--- START OF EXTRACT ---

Question 4: Find one solution for K even (if it exists)

Assume K is even.
It is easy to see there are no solutions with q1=2. Therefore q1+...+qK is even and p must be 2 to make p^K even. Exhaustive testing found no solution for K<=800 where I stopped the search.
A solution requires K primes around 2^K/K with the right sum. If we round 2^K/K up to 2^K then the average distance between primes is ln(2^K)=K*ln 2. Then approximately one of every K*(K*ln 2) numbers around 2^K is the sum of K consecutive primes. We know the sum is even and the desired sum is even so that doubles the chance. The heuristic probability of a given K being a solution is approximately 2*1/(K^2*ln 2) ~= 2.9/K^2.The sum of this for all natural K is 2.9*(pi^2)/6 = 4.8. However most of the sum comes from small K (over half from K=1) and the sum for even K>800 is only 0.0018. This is the total expected number of solutions, given the absence of solutions so far. Question 2 seems even worse but harder to give a good estimate for.


All solutions were found with a C program using the GMP library.

--- END OF EXTRACT ---
--- START OF DATA SUPPLIED ---

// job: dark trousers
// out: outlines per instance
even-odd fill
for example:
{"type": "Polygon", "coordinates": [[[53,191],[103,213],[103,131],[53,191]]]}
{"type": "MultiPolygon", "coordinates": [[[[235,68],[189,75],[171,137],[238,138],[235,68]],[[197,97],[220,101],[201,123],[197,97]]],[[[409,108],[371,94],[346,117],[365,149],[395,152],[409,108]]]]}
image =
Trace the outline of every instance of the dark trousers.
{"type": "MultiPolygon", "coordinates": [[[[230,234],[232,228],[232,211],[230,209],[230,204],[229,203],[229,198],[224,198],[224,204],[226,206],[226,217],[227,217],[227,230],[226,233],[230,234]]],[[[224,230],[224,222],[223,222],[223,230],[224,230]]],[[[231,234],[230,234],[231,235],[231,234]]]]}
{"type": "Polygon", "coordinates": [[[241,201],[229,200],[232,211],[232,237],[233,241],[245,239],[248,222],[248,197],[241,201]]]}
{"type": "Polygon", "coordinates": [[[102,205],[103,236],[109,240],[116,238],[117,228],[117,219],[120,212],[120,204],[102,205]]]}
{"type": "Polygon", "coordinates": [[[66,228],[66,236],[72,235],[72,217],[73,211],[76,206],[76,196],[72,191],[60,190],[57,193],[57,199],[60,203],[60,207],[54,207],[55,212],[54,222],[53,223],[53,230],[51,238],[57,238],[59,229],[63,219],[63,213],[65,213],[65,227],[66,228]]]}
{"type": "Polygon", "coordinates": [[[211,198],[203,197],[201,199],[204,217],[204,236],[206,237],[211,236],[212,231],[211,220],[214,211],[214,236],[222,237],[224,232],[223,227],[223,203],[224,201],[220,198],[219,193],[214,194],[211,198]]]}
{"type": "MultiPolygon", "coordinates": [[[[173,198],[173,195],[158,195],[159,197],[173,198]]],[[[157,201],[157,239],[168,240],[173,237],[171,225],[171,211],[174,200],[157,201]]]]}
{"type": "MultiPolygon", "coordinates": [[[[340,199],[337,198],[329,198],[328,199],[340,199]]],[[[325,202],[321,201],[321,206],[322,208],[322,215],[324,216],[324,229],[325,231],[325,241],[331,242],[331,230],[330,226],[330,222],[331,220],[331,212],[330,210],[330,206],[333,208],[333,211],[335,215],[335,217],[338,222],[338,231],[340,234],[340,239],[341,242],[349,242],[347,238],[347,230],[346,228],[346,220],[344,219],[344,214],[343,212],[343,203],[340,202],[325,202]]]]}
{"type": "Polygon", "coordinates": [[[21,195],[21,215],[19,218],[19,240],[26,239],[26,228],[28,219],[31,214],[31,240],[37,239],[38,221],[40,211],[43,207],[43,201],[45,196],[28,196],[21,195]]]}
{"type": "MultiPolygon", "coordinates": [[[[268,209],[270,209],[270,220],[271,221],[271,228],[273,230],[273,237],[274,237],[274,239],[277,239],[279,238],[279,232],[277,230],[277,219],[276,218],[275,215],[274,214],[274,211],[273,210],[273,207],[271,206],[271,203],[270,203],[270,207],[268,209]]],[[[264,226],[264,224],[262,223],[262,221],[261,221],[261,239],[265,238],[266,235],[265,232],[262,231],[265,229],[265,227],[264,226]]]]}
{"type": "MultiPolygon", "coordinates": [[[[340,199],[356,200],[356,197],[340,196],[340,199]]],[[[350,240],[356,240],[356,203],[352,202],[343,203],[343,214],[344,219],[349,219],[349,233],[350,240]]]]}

--- END OF DATA SUPPLIED ---

WHAT TO WORK ON:
1/ In the passage on sums of consecutive primes, up to what value of K did the exhaustive search for even K run without finding a solution?
2/ Carry on the passage about sums of K consecutive primes equal to p^K, starting right after its last sentence.

RESPONSES TO THE TASKS:
1/ The search found no solution for any even K up to and including 800.

2/
My strategy: Multiply the K primes starting at p1 and divide the product by K. For efficiency, sieve an interval around the quotient before prp-testing to find K surrounding probable primes and test whether they have the right sum. If the sum is wrong then increase p1 - or increase K if the goal is even K with p1=2.
Note potential solutions are discarded based on _probable_ primes with the wrong sum. If one of these prp's were really a composite then there could theoretically be a true prime giving the right sum instead. This means my solutions are not proven minimal with certainty.
However all primes in the probable minimal solutions above have been proved with Tony Forbes' VFYPR.
All primes in the titanic solution were proved with Marcel Martin's Primo.

***

Two days later Andersen added:

Question 3. A titanic solution for K=3:

N = (10^333+2703153)^3 = q1 + (q1+610) + (q1+6066), where q1=(N-1)/3-2225

All 4 primes were proved with Marcel Martin's Primo.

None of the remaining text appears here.